## TASK DATA
##############################
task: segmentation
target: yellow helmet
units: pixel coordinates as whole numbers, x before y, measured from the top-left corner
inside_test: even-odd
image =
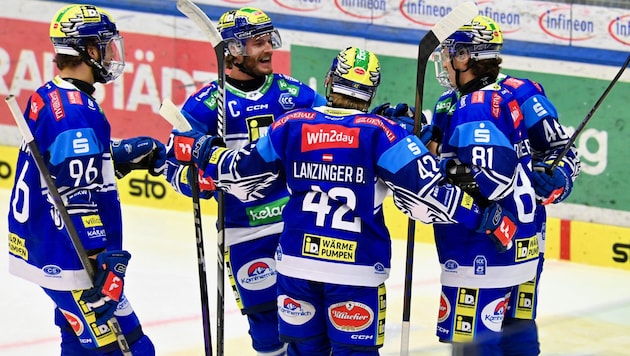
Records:
[[[270,34],[273,49],[282,46],[278,30],[273,27],[271,18],[255,7],[243,7],[225,12],[219,18],[217,29],[227,44],[228,53],[233,56],[246,56],[245,42],[248,38]]]
[[[376,95],[381,67],[376,55],[357,47],[339,52],[326,76],[329,93],[340,93],[366,102]]]

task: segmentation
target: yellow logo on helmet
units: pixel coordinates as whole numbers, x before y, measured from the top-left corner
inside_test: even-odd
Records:
[[[338,59],[336,72],[342,78],[358,85],[378,85],[381,69],[374,53],[350,47],[339,53]]]
[[[50,23],[50,37],[74,37],[80,33],[78,28],[86,23],[98,23],[101,15],[112,16],[107,11],[92,5],[69,5],[57,12]]]

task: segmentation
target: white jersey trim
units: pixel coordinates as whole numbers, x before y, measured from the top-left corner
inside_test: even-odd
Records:
[[[536,276],[538,259],[512,266],[488,266],[485,274],[475,275],[473,266],[459,266],[447,270],[441,264],[440,283],[447,287],[502,288],[531,281]]]
[[[62,270],[59,274],[48,275],[41,268],[13,255],[9,255],[9,272],[47,289],[67,291],[92,288],[92,281],[84,269]]]
[[[282,255],[276,269],[285,276],[349,286],[378,287],[389,277],[389,268],[376,273],[373,266],[347,265]]]
[[[233,246],[241,242],[279,234],[284,229],[284,222],[261,225],[257,227],[230,227],[225,229],[225,245]]]

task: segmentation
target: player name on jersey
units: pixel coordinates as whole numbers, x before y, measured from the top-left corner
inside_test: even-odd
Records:
[[[342,183],[365,183],[363,167],[345,164],[293,162],[293,178]]]

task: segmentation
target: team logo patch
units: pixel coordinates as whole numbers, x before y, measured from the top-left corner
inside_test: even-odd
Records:
[[[507,300],[505,298],[493,300],[481,310],[481,322],[492,331],[501,331],[506,308]]]
[[[363,303],[348,301],[329,306],[328,319],[337,330],[355,332],[372,324],[374,312]]]
[[[297,300],[286,294],[278,296],[278,315],[287,324],[304,325],[315,315],[313,304]]]
[[[262,290],[276,283],[275,261],[271,258],[253,260],[236,272],[238,284],[248,290]]]

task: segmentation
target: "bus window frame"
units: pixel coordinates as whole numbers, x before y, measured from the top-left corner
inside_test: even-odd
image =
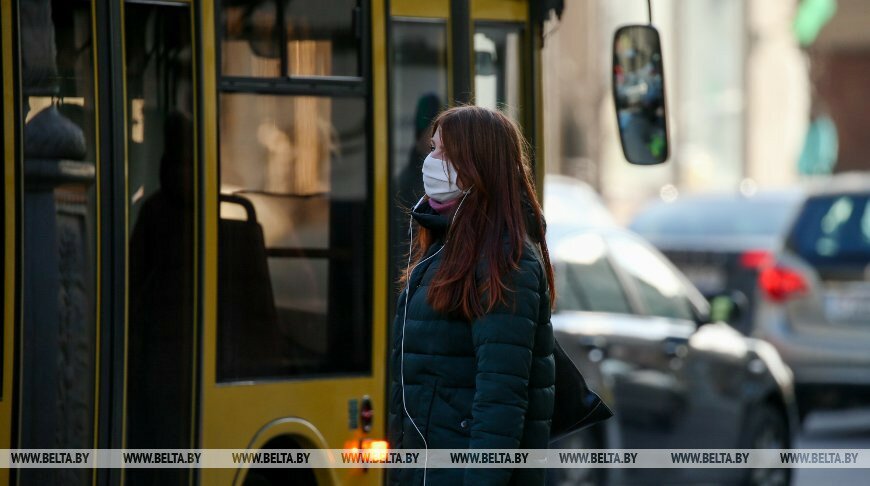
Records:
##############################
## EXERCISE REQUIREMENTS
Once the pictures are set aside, give the listing again word for word.

## REPLY
task: segmentation
target: yellow helmet
units: pixel coordinates as whole numbers, x before y, measured from the top-left corner
inside_test: even-odd
image =
Records:
[[[270,34],[273,49],[282,46],[278,30],[273,27],[271,18],[255,7],[243,7],[225,12],[219,18],[217,29],[227,44],[228,53],[233,56],[246,56],[245,42],[248,38]]]
[[[376,95],[381,67],[376,55],[357,47],[339,52],[326,76],[329,93],[340,93],[366,102]]]

task: segmentation
target: yellow logo on helmet
units: pixel coordinates as whole numbers, x before y, measured from the top-left corner
inside_test: even-odd
Records:
[[[338,59],[336,72],[342,78],[358,85],[378,85],[381,69],[374,53],[350,47],[339,53]]]
[[[50,23],[50,37],[74,37],[80,33],[78,28],[86,23],[98,23],[101,15],[112,16],[107,11],[92,5],[69,5],[57,12]]]

task: segmentation
target: white jersey trim
units: pixel coordinates as whole numbers, x before y, measured from the top-left corner
inside_test: even-odd
Records:
[[[536,276],[538,259],[512,266],[488,266],[485,274],[475,275],[473,266],[459,266],[447,270],[441,264],[440,283],[447,287],[502,288],[531,281]]]
[[[62,270],[59,274],[48,275],[41,268],[13,255],[9,255],[9,272],[47,289],[67,291],[92,288],[92,281],[84,269]]]
[[[282,255],[276,269],[285,276],[349,286],[378,287],[389,277],[389,268],[376,273],[373,266],[347,265]]]
[[[233,246],[241,242],[279,234],[284,229],[284,222],[261,225],[257,227],[230,227],[225,229],[225,245]]]

task: segmentation
target: player name on jersey
units: pixel coordinates as whole numbers, x before y, measured from the top-left corner
inside_test: even-odd
Records:
[[[342,183],[365,183],[363,167],[345,164],[293,162],[293,178]]]

task: segmentation
target: team logo patch
units: pixel coordinates as whole numbers, x before y, measured from the top-left corner
inside_test: even-odd
Records:
[[[507,300],[505,298],[493,300],[481,310],[481,322],[492,331],[501,331],[506,308]]]
[[[363,303],[348,301],[329,306],[328,319],[337,330],[355,332],[372,324],[374,312]]]
[[[297,300],[286,294],[278,296],[278,315],[287,324],[304,325],[315,315],[313,304]]]
[[[262,290],[276,283],[275,261],[271,258],[253,260],[236,272],[238,284],[248,290]]]

task: segmentation
target: "bus window frame"
units: pixel coordinates as whole numbers, x before y, measured from the top-left corner
inside_test: even-odd
image =
Records:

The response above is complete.